_INSTRUCTION_:
Copy all of the material that follows, substituting "upper-left corner" for every occurrence of "top-left corner" and leaving everything else unchanged. Omit the pictures.

** begin **

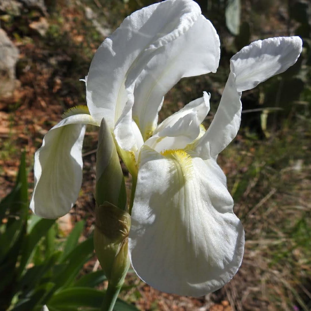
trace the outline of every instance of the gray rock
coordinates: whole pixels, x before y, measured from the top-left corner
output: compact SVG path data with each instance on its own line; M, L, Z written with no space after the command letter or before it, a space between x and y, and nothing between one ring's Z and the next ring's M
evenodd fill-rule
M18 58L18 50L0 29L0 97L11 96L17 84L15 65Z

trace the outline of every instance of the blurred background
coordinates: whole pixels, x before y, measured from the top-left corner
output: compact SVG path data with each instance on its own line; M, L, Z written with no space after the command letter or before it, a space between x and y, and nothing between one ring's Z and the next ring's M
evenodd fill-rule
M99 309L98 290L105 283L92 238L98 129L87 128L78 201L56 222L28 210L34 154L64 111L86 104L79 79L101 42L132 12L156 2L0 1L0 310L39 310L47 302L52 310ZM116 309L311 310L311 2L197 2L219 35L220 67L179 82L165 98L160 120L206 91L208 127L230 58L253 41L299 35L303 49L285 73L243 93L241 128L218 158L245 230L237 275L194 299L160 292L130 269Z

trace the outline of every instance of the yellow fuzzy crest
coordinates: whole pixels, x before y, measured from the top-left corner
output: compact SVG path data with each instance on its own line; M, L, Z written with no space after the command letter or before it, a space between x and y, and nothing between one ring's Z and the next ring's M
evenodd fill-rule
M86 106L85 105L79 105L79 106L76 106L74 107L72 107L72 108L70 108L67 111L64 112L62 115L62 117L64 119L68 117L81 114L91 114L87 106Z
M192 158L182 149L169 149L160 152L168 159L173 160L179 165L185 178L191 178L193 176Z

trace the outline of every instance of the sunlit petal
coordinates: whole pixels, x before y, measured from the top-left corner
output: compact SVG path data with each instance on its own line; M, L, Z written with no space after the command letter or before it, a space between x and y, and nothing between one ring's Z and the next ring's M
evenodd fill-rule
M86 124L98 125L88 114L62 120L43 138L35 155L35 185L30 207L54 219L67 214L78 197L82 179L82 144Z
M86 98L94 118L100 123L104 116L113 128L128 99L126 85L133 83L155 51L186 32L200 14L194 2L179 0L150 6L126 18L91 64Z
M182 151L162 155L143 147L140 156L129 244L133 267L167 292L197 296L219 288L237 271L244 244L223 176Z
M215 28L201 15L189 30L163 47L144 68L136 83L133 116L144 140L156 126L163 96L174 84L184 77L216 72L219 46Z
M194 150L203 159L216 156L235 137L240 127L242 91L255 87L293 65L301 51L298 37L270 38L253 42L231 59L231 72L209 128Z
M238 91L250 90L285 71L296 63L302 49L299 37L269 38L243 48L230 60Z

** end **

_EXPECTED ANSWER_:
trace the outline of every instance of the gray rock
coordinates: whole pixels, x before y, measured from the upper-left corner
output: compact SVG path data with each instance on its own line; M, L, Z written with no space after the command letter or before it, a space between x and y, and nothing between one ring's Z and the next ring's M
evenodd fill-rule
M18 58L18 50L0 29L0 97L11 96L17 84L15 65Z

trace the outline of every instance of the blurred background
coordinates: whole pixels, x before y, measured from the upper-left corner
output: compact SVG path data with each instance on its own line; M, L, Z written with no space after the command letter or before it, a space between x and y, and nothing between one ring's Z and the next ring's M
evenodd fill-rule
M99 309L98 290L105 283L92 238L98 129L87 128L78 201L56 222L28 210L34 154L64 111L86 104L79 79L101 42L132 12L156 2L0 1L0 310L39 310L47 302L52 310ZM116 309L311 310L311 2L197 2L219 35L220 67L179 82L165 98L160 120L206 91L208 127L230 58L253 41L299 35L303 49L285 73L243 93L241 128L218 158L245 230L237 275L194 299L160 292L130 269Z

trace the outline of every instance of the yellow fuzzy crest
coordinates: whole pixels, x before y, measured from the upper-left corner
output: compact SVG path data with each instance on its own line; M, L, Z written with no space after the command letter or before it, a space between x and y, and nothing between one ring's Z and the next ring's M
evenodd fill-rule
M86 106L85 105L79 105L79 106L76 106L74 107L72 107L72 108L70 108L67 111L64 112L62 115L62 117L64 119L68 117L81 114L91 114L87 106Z
M192 158L182 149L169 149L160 152L168 159L173 160L179 165L185 178L191 178L193 176Z

trace the outline of every instance of the sunlit petal
coordinates: whole pixels, x before y, measured from the upper-left corner
output: compact SVG path data with each instance on its own line; M, L, Z written with no space after the command letter or before it, a space between x and y, and nothing between one ring's Z and the next ring's M
evenodd fill-rule
M86 124L98 125L88 114L62 120L43 138L35 155L35 185L30 207L54 219L67 214L78 197L82 179L82 144Z
M86 98L94 118L100 123L104 116L113 128L128 99L126 85L133 83L155 51L186 32L200 14L194 2L179 0L150 6L126 18L91 64Z
M182 151L162 155L143 147L140 156L129 244L133 267L167 292L197 296L219 288L237 271L244 244L223 176Z
M215 28L201 15L189 30L163 47L144 68L136 83L133 116L144 140L156 126L163 96L174 84L184 77L216 72L219 46Z
M194 150L203 159L216 156L235 137L240 127L242 91L255 87L293 65L301 51L298 37L270 38L253 42L231 59L231 72L209 128Z
M238 91L250 90L285 71L296 63L302 49L299 37L269 38L243 48L230 60Z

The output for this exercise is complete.